--- start of TASK INPUT ---

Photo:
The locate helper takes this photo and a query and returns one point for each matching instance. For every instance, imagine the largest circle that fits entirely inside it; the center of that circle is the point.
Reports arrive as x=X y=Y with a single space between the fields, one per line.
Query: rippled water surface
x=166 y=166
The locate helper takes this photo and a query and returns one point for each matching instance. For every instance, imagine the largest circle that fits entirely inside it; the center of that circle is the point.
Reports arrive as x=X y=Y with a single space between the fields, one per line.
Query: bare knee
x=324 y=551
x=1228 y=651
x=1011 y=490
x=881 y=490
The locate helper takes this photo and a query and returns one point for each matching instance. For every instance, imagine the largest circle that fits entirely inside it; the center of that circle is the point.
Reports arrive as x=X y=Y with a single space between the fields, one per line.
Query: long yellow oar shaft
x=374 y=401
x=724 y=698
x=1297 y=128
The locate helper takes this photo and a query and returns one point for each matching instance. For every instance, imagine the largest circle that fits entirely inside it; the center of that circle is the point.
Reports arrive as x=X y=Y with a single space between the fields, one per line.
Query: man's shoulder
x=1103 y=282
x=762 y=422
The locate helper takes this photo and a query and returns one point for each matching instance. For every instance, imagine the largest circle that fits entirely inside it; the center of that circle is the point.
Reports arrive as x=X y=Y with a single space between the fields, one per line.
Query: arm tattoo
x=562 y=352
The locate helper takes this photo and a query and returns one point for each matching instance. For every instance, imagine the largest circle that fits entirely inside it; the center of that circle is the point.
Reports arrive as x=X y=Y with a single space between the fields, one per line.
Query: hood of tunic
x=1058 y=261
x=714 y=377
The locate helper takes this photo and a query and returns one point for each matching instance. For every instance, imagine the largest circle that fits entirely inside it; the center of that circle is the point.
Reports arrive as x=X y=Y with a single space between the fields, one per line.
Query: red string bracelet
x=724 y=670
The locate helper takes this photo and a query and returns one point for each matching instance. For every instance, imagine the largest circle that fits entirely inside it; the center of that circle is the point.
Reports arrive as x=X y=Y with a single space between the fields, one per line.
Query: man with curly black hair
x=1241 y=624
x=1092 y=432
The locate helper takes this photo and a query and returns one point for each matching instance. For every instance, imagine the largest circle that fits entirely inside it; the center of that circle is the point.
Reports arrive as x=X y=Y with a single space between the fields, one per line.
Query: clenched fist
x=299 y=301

--- end of TASK INPUT ---

Can you copy out all of the records above, word for word and unchanged?

▶ **TASK RESPONSE**
Photo:
The locate helper takes this photo and a query and returns one point for each matching instance. For every instance, imagine the largest circle that fits entirely inside it; the center of that circle is the point.
Reports arrive as x=X y=Y with a single space between the fields, one per line.
Query: rippled water surface
x=166 y=166
The locate helper takes this photo and a query and returns one point for each matching instance. For every instance, imagine the largest circle that fits entirely inside it; the center of that circle is the point.
Reports arrive as x=X y=Y with a single space between the fields, one per line.
Query: bare knee
x=324 y=551
x=1228 y=651
x=1011 y=490
x=881 y=490
The locate helper takes this photo and a query and returns one point for each matching instance. For every instance, imagine the largest circle that fits entirely inside it; the center of that circle is the point.
Reports arrive as x=X y=Y with a single space between the fields, one per line.
Query: long yellow oar shaft
x=374 y=401
x=724 y=698
x=1297 y=128
The locate helper takes this photo and a query and returns one point for each matching instance. For every instance, imagine the largest circle that fits entirely inside it; the center of that circle is the point.
Reports arrive as x=X y=Y with a single space between the fields, one per line.
Query: man's shoulder
x=1103 y=282
x=762 y=422
The locate helper takes this photo and a query and returns one point for each matching instance. For every instance, imagine the largest circle that fits entirely inside it; the center of that circle is the point.
Reports arrive as x=X y=Y with a single space between the fields, one per line.
Query: arm tattoo
x=562 y=352
The locate helper takes this photo and a query and returns one point for each matching instance. For every instance, imagine the largest circle that fits entirely inside it; the center of that circle is the point.
Reports arrive as x=X y=Y with a single space between the fields, one per line.
Query: hood of tunic
x=1058 y=261
x=714 y=377
The locate helper takes this photo and a query and returns one point for each matching instance. For every instance, imagine the largest circle that fits entirely inside it; the center of that circle is the point.
Reports arrive as x=X y=Y with a single space between the fields, one per line.
Query: red string bracelet
x=724 y=670
The locate helper takes this photo and a query and returns one point for each matching instance. For every instance, imagine the largest circle that fits entirely inside it; the center of that circle is the point.
Reports arrive as x=X y=Y with a single space between the fields, one per line.
Query: man with curly black hair
x=1241 y=624
x=1092 y=432
The locate helper takes this photo and a query and returns one point for each matching instance. For every instance, imagine the largest circle that fits entirely inside it; the center of that circle is the point.
Reports arrive as x=X y=Y with a single space between the fields, one per line.
Query: clenched fist
x=299 y=301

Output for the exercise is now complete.